#### WHAT THE EXERCISE ASKS:
Your task is to transcribe all of the data below exactly, omitting the images.

----- INPUT RECORDS -----

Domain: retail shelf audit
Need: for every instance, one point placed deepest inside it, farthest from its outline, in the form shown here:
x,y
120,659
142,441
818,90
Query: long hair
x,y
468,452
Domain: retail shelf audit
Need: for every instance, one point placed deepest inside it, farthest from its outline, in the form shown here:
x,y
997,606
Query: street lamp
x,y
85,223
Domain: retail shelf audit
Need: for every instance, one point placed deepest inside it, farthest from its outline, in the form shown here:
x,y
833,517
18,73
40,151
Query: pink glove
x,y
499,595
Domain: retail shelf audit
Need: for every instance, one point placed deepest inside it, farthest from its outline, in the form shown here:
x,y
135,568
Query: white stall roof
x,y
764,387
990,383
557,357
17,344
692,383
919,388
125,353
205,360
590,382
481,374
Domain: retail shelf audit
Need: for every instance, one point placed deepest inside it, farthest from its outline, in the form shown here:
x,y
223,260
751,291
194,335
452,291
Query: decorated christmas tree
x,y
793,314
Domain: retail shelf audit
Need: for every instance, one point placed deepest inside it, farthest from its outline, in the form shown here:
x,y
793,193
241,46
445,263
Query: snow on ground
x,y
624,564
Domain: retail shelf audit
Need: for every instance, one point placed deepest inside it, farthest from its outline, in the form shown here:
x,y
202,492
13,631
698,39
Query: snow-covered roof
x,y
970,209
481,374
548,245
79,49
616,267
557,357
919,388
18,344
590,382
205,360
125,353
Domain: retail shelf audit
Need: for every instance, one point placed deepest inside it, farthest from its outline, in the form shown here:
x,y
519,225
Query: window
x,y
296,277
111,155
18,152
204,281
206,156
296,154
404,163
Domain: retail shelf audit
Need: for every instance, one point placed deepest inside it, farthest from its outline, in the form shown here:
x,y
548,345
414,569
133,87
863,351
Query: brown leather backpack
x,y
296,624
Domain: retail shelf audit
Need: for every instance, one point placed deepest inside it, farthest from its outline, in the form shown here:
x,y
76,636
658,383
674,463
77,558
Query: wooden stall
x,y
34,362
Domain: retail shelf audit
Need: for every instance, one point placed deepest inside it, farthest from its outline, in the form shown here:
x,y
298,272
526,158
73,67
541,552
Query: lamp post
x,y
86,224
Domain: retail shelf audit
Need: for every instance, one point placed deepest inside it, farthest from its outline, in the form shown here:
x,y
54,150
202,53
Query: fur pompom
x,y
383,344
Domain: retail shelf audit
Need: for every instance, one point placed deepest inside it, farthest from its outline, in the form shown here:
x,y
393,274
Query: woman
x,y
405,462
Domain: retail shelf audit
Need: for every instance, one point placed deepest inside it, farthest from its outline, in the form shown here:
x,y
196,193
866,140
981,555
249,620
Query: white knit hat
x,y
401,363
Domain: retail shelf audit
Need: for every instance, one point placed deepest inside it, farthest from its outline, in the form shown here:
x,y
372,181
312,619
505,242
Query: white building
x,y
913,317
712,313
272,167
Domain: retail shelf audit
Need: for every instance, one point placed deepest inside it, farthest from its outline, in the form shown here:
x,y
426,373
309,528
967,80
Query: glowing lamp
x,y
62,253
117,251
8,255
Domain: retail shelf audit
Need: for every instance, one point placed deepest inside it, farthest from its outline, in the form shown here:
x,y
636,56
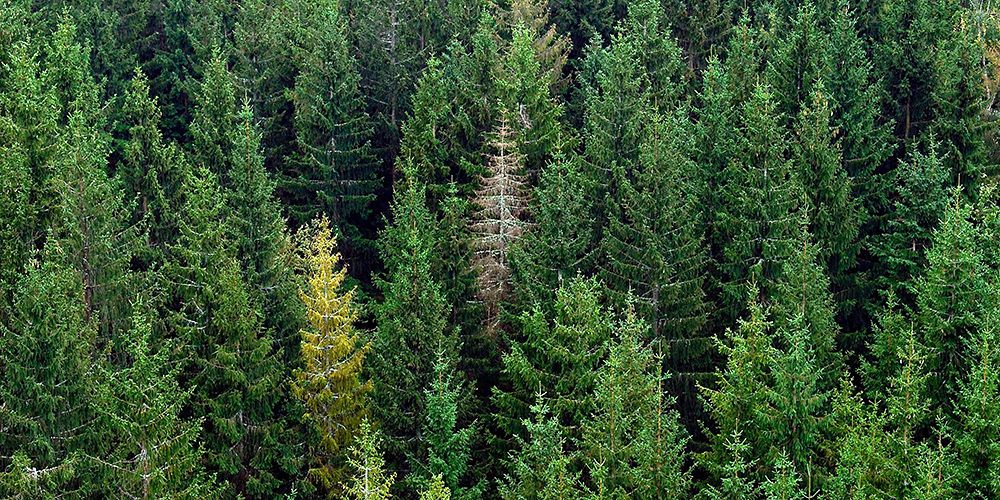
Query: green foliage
x,y
632,439
557,357
740,444
151,169
978,409
153,447
333,170
760,211
369,481
952,300
46,348
560,245
436,490
922,198
411,325
448,448
540,469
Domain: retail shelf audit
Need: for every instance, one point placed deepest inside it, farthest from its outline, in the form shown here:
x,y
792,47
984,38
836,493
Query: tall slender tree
x,y
329,383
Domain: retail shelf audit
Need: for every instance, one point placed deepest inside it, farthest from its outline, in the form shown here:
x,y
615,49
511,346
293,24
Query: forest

-----

#### SOLUTION TO THE PROBLEM:
Domain: retail shelf audit
Need: for every instance, one point placed deepest inside it, farthest from its outline, in the form shown here:
x,y
120,659
142,441
818,90
Query: long hair
x,y
468,452
Domain: retail shelf audit
Need: for every instance, one point placed deepest inside it, farthest from its outline, in the form shown here:
x,y
997,606
Query: street lamp
x,y
85,223
Domain: retail shelf audit
Need: for every instance, one point placed deepest inside it, farthest from its outline, in the form shown here:
x,y
833,517
18,73
40,151
Query: pink glove
x,y
499,595
Domain: retail shelf audit
Need: for every instance, one point placed deepest inside it, farthest from its outline, in the form shown here:
x,y
135,568
Query: white stall roof
x,y
764,387
990,383
557,357
17,344
692,383
919,388
125,353
205,360
590,382
481,374
Domain: retail shelf audit
Need: for every instance, one point placed deepest inside it, farthest from its outline, in the form shown here:
x,y
223,260
751,291
194,335
452,291
Query: decorated christmas tree
x,y
793,314
Domain: retail shelf audit
Need: for every instance, one point placed deepest inside it, farthest from its outline, in the form shown here:
x,y
793,193
241,46
445,263
Query: snow on ground
x,y
624,564
Domain: retail shelf audit
Need: for every instance, one point placed deepest inside it, farthest from its outline, in the form shown here:
x,y
202,492
13,631
698,39
Query: snow-covered roof
x,y
970,209
481,374
548,245
79,49
616,267
557,357
919,388
18,344
590,382
205,360
125,353
Domain: retail shelf audit
Need: for every instance, one point placed deepest inside it, farthest from its outline, in the form shown here:
x,y
519,225
Query: window
x,y
296,277
111,155
18,152
204,281
206,156
296,154
404,163
Domain: retail shelf audit
Need: for every instance, one point placed deepest inside it, farthest from its outline, in the form shown here:
x,y
548,345
414,569
133,87
863,351
Query: brown leather backpack
x,y
296,624
Domain: retail shelf audit
Need: for every instance, one point placed deepest inside it, farthest from its outline, in the form shown here:
x,y
76,636
658,383
674,463
77,558
Query: wooden stall
x,y
34,362
Domain: retail shelf audit
Need: for every instance, one point placed deepest inside it, farthest from its outline, in the form shown here:
x,y
298,272
526,158
73,67
541,552
Query: lamp post
x,y
86,224
Domain: retail shelf audit
Need: for every instance, one point placed deepest inside it, farthest from its outline, in the form shown here:
x,y
54,150
202,53
Query: fur pompom
x,y
383,344
Domain: retail shelf audit
Need: for every instance, one point placed deepest inside it, farthest from its outline, in the form shown here:
x,y
393,274
Query: woman
x,y
405,462
Domain: retail shelf audit
Need: for every instance, one point placed deepest inside it, farthest from its outline, in the form shown here:
x,y
196,193
866,140
981,555
249,620
Query: white knit hat
x,y
401,363
Domain: retail shelf audit
Need: for every instance, one point placed deepest inside it, farthest from its outline, in the form shown here:
x,y
372,181
312,619
505,242
Query: white building
x,y
913,317
712,313
272,167
Domain: retail shelf audit
Need: for every instance, one point placed deepest inside it, farthest from its outline, in the form shown here:
x,y
426,373
309,528
967,80
Query: glowing lamp
x,y
62,253
117,251
8,255
Domain: retail shelf audit
Need: for every instance, one point placed deepest inside it, farthest from its outline, in the form shown here:
x,y
636,56
Query: green foliage
x,y
632,439
557,357
740,444
151,169
978,409
153,447
333,170
760,211
369,481
952,300
46,348
560,245
436,490
922,198
411,325
448,448
540,469
Domain: retail shelf audit
Need: for every instance, one point placed deepest inside it, farthest from its outline, in the form shown here:
x,y
792,47
984,38
836,493
Query: tall slender tree
x,y
329,383
Domain: retail shelf audit
Need: for every instance, one point placed deepest inside it, farthest from its outline, in the form shown here:
x,y
615,49
511,346
293,24
Query: forest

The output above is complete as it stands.